— WORK TO BE COMPLETED —
Turn the rows from the line containing "Put a point on every instance of the white fence;" through the line containing "<point>14,15</point>" into a numbered list, omitting blank lines. Leave the pictures out of the answer.

— Point labeling examples —
════

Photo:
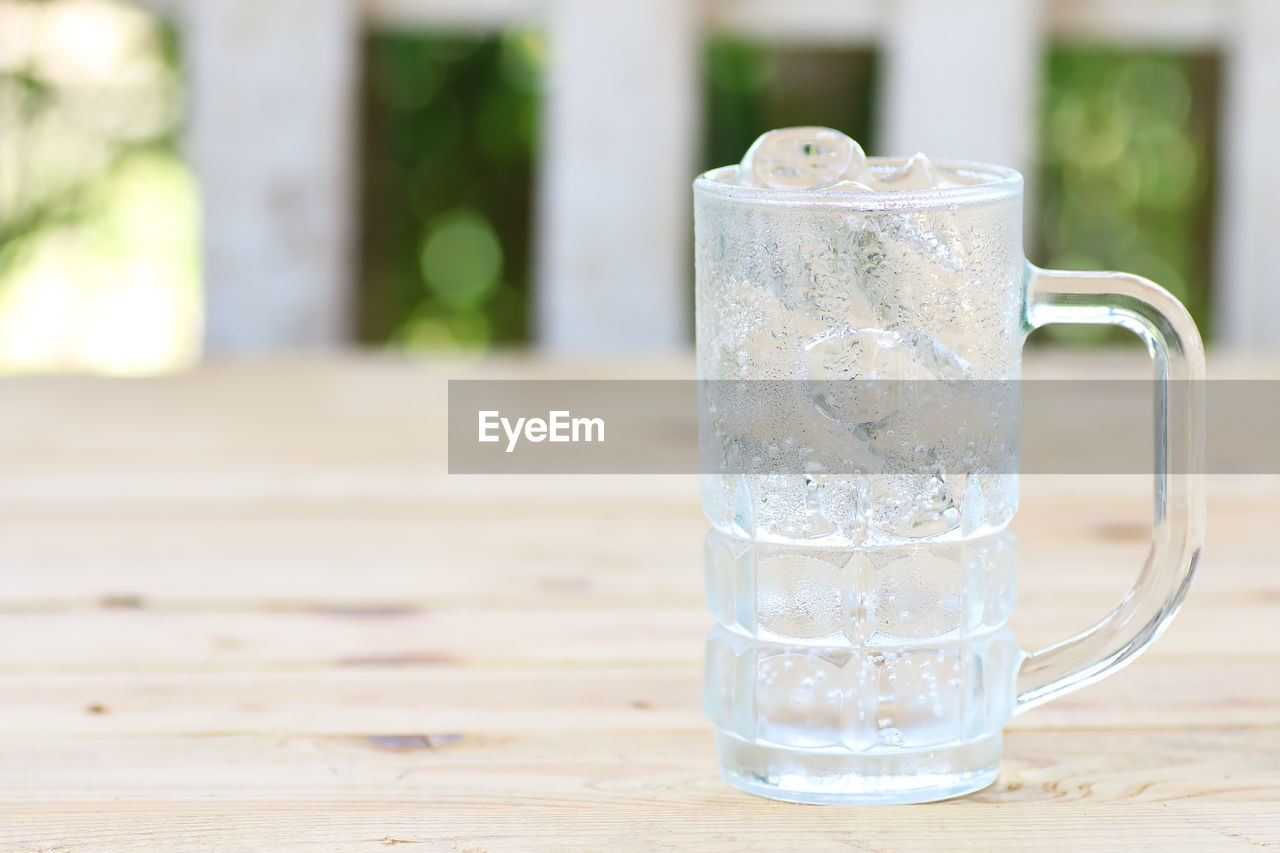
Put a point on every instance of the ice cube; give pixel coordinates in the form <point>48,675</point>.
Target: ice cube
<point>922,173</point>
<point>850,186</point>
<point>803,158</point>
<point>917,173</point>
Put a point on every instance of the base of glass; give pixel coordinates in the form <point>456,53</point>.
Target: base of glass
<point>837,776</point>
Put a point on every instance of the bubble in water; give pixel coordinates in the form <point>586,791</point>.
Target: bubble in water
<point>803,158</point>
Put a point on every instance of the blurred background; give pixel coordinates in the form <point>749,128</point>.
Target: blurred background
<point>187,177</point>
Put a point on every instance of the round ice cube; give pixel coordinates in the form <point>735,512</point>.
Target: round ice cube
<point>803,158</point>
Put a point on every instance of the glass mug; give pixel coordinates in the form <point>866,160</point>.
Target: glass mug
<point>860,652</point>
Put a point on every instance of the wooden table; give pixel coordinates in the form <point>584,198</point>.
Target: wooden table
<point>247,607</point>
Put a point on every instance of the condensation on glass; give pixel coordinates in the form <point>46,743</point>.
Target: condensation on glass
<point>860,651</point>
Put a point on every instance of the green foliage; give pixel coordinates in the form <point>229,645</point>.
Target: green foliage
<point>449,133</point>
<point>1127,169</point>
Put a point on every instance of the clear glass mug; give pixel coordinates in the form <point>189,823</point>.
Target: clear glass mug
<point>860,652</point>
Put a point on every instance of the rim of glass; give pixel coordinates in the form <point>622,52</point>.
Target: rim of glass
<point>1005,183</point>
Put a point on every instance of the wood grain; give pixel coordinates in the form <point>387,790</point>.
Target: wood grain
<point>247,609</point>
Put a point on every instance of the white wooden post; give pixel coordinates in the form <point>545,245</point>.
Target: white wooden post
<point>1247,284</point>
<point>960,80</point>
<point>617,163</point>
<point>273,127</point>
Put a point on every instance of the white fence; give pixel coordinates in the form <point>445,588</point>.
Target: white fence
<point>274,121</point>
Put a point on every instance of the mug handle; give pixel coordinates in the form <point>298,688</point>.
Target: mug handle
<point>1174,343</point>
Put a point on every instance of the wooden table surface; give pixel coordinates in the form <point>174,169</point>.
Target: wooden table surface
<point>247,607</point>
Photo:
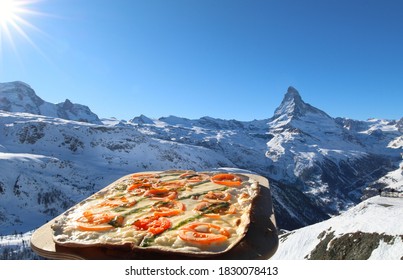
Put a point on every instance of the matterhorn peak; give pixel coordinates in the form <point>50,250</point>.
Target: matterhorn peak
<point>293,106</point>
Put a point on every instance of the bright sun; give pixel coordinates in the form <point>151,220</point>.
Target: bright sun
<point>9,10</point>
<point>14,15</point>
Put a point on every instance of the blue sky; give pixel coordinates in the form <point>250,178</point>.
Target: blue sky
<point>227,59</point>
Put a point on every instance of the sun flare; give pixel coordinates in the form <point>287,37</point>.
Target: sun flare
<point>15,22</point>
<point>9,10</point>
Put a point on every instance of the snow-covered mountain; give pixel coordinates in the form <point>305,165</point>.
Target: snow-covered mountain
<point>20,97</point>
<point>370,230</point>
<point>318,166</point>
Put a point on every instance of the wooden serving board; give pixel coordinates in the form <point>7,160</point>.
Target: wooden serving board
<point>260,241</point>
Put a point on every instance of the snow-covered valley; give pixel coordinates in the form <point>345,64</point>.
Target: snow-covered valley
<point>320,168</point>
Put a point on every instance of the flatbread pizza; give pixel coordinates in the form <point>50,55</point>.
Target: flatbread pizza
<point>175,211</point>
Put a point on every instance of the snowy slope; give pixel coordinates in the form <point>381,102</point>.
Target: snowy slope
<point>317,165</point>
<point>20,97</point>
<point>370,230</point>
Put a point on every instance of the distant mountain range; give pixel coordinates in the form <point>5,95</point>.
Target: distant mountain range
<point>54,155</point>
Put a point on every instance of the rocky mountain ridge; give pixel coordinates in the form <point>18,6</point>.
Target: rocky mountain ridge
<point>318,166</point>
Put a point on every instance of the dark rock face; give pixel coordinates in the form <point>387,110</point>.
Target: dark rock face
<point>350,246</point>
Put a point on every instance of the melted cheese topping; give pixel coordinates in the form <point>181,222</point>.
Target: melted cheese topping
<point>109,216</point>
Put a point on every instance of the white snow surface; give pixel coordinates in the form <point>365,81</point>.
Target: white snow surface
<point>381,215</point>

════

— RESULT —
1. Put a point on every instance of the white fence; give pixel coordinates in the form <point>445,588</point>.
2. Target: white fence
3. <point>274,121</point>
4. Put a point on every instance of the mug handle; give pixel coordinates in the form <point>298,688</point>.
5. Target: mug handle
6. <point>1174,343</point>
7. Put a point on every instance of the wooden table surface; give pixel coordinates in the form <point>174,169</point>.
8. Target: wooden table surface
9. <point>247,607</point>
10. Photo:
11. Put a point on every instance of the matterhorn peak; give pixel coordinates in the form <point>50,250</point>.
12. Target: matterhorn peak
13. <point>293,106</point>
14. Put a point on every instance of the bright sun; give pixel coordinates in the form <point>151,220</point>.
15. Target: bright sun
16. <point>9,10</point>
17. <point>14,15</point>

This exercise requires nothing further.